▸ **Görev**
Aşağıdaki Libya'daki yabancı savaşçılarla ilgili makaleye göre şu üç ifadenin doğru olup olmadığını evet ya da hayır ile yanıtlayın ve her biri için makaleden belirleyici sözleri aynen alıntılayın. 1. Gribel, 5+5 Ortak Askeri Komitesi'nde Ulusal Birlik Hükümeti'ni temsil ediyor. 2. Yabancı paralı askerlerin ihracı için belirlenen yol haritası belirli bir süreliğine ertelendi. 3. Gribel'e göre seçimlerin yapılmasını mevcut siyasi taraflar engelledi.

Libya’daki yabancı savaşçıların geleceği, seçimlere ve istikrara bağlı

Gribel: Siyasi bölünme ‘yabancı savaşçıların ihracı’ planlarını erteletti

Tuğgeneral Fituri Gribel. (Şarku’l Avsat)
Tuğgeneral Fituri Gribel. (Şarku’l Avsat)
TT

Libya’daki yabancı savaşçıların geleceği, seçimlere ve istikrara bağlı

Tuğgeneral Fituri Gribel. (Şarku’l Avsat)
Tuğgeneral Fituri Gribel. (Şarku’l Avsat)

Libya'da iki farklı hükümet arasındaki gerginlik, ülkedeki yaşam koşullarının tümünü etkiledi.  
Libyalı vatandaşlar ve siyasiler, binlerce yabancı ülke askeri ile paralı askerlerin varlığı gölgesinde ülkenin geleceğinin nasıl şekilleneceğini sorgulamaya başladı. Ulusal Birlik Hükümeti Başbakanı Abdulhamid Dibeybe ve İstikrar Hükümeti Başbakanı Fethi Başağa arasındaki gerginlik, ‘yabancı asker’ dosyasının tartışılmasını erteletecek mi? Yabancı askerler Libya’da kalmaya devam mı edecek?
BM öncülüğünde Libyalı tarafları temsilen oluşturulan 5+5 Ortak Askeri Komitesi'nin Ulusal Birlik Hükümeti’ni temsil eden üyesi Tuğgeneral Fituri Gribel; ortak askeri komitenin yabancı paralı askerlerin ihracı için belirlediği ’yol haritasının’ belirsiz bir süreliğine ertelendiğini, bunun sebebinin ise ülkedeki siyasi bölünme olduğunu söyledi.
Şarku’l Avsat’a açıklamalarda bulunan Gribel, askeri komite olarak, Birleşmiş Milletler, bölgedeki etkin güçler ve Libya’da asker bulunduran ülkelerle koordine bir biçimde tüm teknik çalışmaları tamamladıklarını ancak seçimlerin yapılamaması nedeniyle çalışmalarının sonuçsuz kaldığını söyledi.
Tunus ve Kahire toplantılarında iletişim heyetleri oluşturduklarını ve Libya’daki çatışmalara müdahil olan taraflarla görüştüklerini belirten Gribel, “Rusya ve Türkiye’yi ziyaret ederek toplantı sonuçlarımız hakkında bilgi verdik. Seçimlerin düzenlenmesini ve birleşik bir siyasi yapı ile bir devlet başkanı seçilmesini bekliyorduk. Böylelikle, planlarımızı uygulamaya koyabilecektik. Ancak maalesef mevcut siyasi taraflar seçimin yapılmasını engelledi. Durum böyle devam ederse komitenin çalışmalarını uygulamaya koyması mümkün olmayacaktır” diye konuştu.

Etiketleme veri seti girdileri
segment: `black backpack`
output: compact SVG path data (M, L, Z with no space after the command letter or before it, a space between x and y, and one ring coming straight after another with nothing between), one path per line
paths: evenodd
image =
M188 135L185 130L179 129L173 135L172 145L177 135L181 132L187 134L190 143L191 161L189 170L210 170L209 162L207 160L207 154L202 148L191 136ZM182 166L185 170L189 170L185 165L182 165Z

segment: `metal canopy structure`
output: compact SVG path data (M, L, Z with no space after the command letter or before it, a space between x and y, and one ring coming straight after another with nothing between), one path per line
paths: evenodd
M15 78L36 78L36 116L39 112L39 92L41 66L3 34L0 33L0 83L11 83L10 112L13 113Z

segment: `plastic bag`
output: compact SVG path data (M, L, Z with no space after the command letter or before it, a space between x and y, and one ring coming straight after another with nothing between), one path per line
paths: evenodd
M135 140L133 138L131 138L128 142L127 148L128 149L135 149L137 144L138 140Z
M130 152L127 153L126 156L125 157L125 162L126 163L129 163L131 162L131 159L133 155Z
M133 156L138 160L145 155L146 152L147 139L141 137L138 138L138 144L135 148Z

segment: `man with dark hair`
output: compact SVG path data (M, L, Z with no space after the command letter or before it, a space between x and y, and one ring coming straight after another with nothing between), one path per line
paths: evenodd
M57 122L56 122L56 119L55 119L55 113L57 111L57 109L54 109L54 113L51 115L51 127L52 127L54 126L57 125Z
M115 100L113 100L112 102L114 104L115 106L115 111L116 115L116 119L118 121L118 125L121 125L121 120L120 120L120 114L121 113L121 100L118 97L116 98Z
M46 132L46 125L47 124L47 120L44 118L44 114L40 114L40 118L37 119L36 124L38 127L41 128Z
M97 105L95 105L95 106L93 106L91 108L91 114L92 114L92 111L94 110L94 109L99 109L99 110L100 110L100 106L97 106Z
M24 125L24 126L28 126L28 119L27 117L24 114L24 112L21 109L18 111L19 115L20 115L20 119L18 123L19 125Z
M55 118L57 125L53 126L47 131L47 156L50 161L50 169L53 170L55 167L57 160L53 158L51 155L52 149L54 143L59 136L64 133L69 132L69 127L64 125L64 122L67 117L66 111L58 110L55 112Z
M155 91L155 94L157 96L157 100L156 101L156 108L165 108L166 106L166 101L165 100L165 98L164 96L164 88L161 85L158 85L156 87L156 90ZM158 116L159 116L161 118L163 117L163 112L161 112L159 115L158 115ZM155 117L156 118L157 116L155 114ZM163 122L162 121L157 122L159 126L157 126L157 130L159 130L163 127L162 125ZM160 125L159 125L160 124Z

▸ **Tam Yanıt**
1. Evet: "5+5 Ortak Askeri Komitesi'nin Ulusal Birlik Hükümeti’ni temsil eden üyesi Tuğgeneral Fituri Gribel"
2. Hayır: "belirsiz bir süreliğine ertelendiğini"
3. Evet: "Ancak maalesef mevcut siyasi taraflar seçimin yapılmasını engelledi."